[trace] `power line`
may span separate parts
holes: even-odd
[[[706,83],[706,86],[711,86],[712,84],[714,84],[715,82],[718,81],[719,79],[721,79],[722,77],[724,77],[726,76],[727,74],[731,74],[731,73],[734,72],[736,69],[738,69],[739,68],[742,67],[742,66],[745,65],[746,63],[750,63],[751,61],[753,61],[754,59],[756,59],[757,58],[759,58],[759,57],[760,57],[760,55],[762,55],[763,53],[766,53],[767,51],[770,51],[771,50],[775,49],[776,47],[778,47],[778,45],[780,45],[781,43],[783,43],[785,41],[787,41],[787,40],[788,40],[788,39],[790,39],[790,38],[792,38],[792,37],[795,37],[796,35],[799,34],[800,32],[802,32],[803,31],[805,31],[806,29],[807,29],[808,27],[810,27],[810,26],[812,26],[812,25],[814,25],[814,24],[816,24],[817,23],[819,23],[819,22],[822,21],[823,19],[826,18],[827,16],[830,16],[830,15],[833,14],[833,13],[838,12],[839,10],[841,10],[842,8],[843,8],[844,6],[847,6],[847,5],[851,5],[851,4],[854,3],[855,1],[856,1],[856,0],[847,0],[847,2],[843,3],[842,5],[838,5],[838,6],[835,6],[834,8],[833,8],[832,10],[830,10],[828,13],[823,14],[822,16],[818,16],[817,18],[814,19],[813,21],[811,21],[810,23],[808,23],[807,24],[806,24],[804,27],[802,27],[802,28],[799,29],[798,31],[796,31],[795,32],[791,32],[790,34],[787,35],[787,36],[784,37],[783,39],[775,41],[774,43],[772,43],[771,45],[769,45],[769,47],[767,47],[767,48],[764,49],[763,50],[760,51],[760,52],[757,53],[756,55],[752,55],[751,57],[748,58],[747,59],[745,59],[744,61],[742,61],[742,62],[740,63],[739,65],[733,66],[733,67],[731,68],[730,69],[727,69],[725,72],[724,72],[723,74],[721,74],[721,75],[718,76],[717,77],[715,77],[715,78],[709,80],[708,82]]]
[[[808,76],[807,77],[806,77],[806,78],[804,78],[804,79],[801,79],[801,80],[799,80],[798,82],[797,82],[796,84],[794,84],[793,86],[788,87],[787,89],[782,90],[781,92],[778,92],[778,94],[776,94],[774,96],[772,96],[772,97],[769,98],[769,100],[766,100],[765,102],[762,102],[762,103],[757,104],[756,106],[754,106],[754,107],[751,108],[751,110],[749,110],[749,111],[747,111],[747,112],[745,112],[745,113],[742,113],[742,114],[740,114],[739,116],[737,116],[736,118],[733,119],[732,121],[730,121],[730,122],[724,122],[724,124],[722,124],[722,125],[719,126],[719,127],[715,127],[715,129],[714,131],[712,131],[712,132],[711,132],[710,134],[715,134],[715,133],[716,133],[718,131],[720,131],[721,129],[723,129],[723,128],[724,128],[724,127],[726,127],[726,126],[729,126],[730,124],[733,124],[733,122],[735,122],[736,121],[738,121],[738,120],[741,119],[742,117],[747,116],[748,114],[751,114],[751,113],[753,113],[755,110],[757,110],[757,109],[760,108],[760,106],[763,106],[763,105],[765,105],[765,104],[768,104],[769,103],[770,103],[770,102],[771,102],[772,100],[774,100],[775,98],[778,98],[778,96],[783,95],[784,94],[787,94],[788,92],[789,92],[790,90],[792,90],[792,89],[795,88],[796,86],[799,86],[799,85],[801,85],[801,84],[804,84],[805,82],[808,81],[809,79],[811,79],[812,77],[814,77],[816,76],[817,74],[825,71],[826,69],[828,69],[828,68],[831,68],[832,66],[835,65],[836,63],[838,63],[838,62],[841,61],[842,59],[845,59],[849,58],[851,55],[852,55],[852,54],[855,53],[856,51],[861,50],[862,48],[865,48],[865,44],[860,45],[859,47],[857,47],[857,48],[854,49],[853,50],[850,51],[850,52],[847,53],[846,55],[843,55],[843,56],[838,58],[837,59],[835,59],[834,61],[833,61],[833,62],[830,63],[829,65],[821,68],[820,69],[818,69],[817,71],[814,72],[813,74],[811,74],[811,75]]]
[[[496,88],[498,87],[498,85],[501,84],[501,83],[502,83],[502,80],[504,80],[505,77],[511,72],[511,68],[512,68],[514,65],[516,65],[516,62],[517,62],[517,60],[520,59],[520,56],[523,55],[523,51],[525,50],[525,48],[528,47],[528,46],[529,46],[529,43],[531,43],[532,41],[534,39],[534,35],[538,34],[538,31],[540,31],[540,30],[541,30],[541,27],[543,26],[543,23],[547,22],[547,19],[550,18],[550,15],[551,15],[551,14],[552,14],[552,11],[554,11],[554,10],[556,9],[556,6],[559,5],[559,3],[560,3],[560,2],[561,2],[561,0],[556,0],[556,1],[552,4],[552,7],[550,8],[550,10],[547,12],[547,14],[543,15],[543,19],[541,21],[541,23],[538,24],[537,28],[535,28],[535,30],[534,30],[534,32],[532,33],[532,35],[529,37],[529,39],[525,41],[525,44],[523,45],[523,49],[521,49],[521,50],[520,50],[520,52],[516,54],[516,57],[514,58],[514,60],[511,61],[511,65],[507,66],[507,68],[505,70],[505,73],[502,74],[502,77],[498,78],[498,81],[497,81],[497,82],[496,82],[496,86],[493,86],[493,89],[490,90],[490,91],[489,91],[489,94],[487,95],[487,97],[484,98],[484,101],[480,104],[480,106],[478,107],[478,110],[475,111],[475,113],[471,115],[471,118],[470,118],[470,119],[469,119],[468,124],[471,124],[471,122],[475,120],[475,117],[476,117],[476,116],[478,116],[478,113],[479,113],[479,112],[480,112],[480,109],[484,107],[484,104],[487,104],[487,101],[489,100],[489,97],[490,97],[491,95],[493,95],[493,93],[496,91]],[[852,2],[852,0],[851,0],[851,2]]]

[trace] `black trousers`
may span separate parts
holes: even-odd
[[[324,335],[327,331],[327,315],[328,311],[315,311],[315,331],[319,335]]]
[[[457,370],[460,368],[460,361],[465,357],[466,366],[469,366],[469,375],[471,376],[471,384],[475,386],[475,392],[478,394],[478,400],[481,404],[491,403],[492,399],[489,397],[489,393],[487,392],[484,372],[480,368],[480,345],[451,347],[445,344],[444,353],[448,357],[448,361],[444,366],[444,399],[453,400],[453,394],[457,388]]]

----

§ **EXERCISE**: Locate each line in the records above that contains the word "trace", and copy those lines. Case matters, so count only matches with the same capitalization.

§ **EXPECTED ANSWER**:
[trace] `power line`
[trace] `black trousers`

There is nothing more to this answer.